Point-per-instance localization data:

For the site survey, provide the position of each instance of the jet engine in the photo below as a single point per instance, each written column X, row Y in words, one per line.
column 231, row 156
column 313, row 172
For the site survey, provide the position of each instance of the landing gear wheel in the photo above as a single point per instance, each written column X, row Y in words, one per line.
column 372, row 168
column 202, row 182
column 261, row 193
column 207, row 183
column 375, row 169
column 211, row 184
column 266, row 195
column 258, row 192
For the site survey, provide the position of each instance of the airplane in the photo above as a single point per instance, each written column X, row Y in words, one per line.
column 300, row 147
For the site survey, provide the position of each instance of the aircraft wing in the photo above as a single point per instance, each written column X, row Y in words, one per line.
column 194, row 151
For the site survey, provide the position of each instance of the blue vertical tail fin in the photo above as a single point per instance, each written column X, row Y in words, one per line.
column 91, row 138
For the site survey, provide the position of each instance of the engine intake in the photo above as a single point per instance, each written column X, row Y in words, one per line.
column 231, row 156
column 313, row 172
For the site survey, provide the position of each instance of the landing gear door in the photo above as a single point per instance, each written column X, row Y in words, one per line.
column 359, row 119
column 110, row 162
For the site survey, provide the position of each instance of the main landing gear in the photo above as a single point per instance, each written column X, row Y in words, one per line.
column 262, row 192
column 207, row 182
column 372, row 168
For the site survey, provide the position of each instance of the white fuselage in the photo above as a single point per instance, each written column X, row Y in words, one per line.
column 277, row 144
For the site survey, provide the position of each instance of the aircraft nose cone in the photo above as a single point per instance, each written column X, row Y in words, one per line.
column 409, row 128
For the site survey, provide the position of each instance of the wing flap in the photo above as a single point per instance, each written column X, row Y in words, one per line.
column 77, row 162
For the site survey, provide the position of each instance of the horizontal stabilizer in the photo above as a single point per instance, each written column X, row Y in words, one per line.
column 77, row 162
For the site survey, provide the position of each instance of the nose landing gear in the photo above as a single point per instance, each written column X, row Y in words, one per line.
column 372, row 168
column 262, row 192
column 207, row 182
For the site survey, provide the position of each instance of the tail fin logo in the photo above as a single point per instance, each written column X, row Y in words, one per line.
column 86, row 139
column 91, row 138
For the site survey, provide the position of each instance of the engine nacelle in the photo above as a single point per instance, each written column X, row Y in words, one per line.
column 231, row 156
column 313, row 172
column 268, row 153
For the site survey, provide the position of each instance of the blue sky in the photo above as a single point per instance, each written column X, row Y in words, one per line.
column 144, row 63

* EXERCISE DIRECTIONS:
Return each record exactly as given.

* RESULT BELOW:
For the site survey, provide the position of each instance of the jet engine in the photo below as a single point per instance, each written column X, row Y in words, one per line.
column 231, row 156
column 313, row 172
For the site survey, provide the position of each instance of the landing gear wheel in the photo above as a single point per instance, each written column X, row Y in words, one per line.
column 372, row 168
column 202, row 182
column 261, row 193
column 207, row 183
column 375, row 169
column 211, row 184
column 266, row 195
column 258, row 192
For the site survey, provide the position of each instance of the airplane in the photo above as a single point per instance, each written column X, row Y in words, one per line.
column 300, row 147
For the site survey, provide the position of each instance of the aircraft wing in the photo above as a single point per instance, each written column X, row Y in words, one per line.
column 194, row 151
For the site survey, provide the position of each instance of the blue vertical tail fin in the photo above as a single point per instance, each written column X, row Y in words, one per line.
column 91, row 138
For the site survey, provide the position of each instance of the engine intake in the photo above as a single point per instance, each written column X, row Y in words, one per line.
column 231, row 156
column 313, row 172
For the site survey, provide the position of each instance of the landing gear door in the photo above as a single point per instance, each written column X, row Y in words, one per line.
column 359, row 119
column 110, row 162
For the site survey, provide the position of each instance of the main landing gear in the photo above as a single point per instance, each written column X, row Y in words, one per line.
column 262, row 192
column 207, row 182
column 372, row 168
For the site survey, provide the position of each instance of the white fuselage in the photo above as a single point per instance, each written column X, row Y in words, one per line.
column 277, row 144
For the site survey, provide the position of each instance of the aircraft nose cone in the photo above as a single point per instance, each written column X, row Y in words, one per line.
column 409, row 128
For the site survey, provide the position of each instance of the wing flap in the photo above as a single point per instance, each written column X, row Y in words, one per line.
column 77, row 162
For the site survey, provide the position of each instance of the horizontal stabilizer in the photo above as a single point per instance, each written column X, row Y in words, one per line.
column 77, row 162
For the site survey, provide the position of each instance of the nose landing gear in the photo above as a single point per instance, each written column X, row Y in words, one per line.
column 372, row 168
column 262, row 192
column 207, row 182
For the site survey, provide the position of each instance of the tail fin logo in the photo above as a single point per instance, each written column X, row Y in words, one per line.
column 86, row 139
column 91, row 138
For the site survey, provide the position of each instance of the engine nacelle in the photo above as a single point per instance, each written column X, row Y in words, one per line.
column 231, row 156
column 313, row 172
column 268, row 153
For the site survey, provide the position of each instance of the blue sky in the photo above as a single point per instance, each written column X, row Y in words, one per line.
column 144, row 63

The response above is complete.